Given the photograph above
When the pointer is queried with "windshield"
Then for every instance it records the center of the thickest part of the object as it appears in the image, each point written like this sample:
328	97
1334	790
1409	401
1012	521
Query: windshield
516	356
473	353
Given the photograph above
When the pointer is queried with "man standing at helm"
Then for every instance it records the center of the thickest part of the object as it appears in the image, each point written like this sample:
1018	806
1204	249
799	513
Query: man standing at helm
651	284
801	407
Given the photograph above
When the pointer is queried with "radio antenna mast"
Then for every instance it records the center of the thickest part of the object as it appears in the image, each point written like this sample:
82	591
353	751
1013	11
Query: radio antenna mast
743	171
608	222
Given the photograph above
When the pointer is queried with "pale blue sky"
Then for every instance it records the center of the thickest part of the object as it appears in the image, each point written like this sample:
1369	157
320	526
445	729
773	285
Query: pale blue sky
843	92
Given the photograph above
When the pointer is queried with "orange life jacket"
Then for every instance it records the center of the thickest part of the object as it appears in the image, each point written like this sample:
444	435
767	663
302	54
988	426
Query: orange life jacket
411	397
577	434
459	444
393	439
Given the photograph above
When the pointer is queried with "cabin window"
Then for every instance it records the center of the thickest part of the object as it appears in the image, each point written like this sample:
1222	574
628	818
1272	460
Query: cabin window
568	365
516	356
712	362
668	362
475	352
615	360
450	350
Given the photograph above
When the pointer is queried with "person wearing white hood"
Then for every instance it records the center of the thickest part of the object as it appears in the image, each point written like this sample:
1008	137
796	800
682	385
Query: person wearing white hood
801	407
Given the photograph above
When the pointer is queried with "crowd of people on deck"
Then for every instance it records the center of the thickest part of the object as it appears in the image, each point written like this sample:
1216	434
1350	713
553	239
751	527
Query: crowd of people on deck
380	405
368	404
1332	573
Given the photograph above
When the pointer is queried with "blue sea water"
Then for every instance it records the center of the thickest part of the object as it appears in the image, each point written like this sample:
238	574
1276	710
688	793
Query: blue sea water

**Task prompt**
Each line of the records that contains the string "queried" must be copied.

**Answer space**
When the pointer is queried with "windshield"
When the pointer is queried with "man standing at helm"
When the pointer is queried with "radio antenna mast"
When the pointer is queried with "pale blue sky"
When the pointer is queried with "orange life jacket"
When the pointer is queried with "cabin window"
When the pointer is queried with "person wearing white hood"
When the pointer is queried with "crowd of people on deck"
When the pointer is queried with "blue sea water"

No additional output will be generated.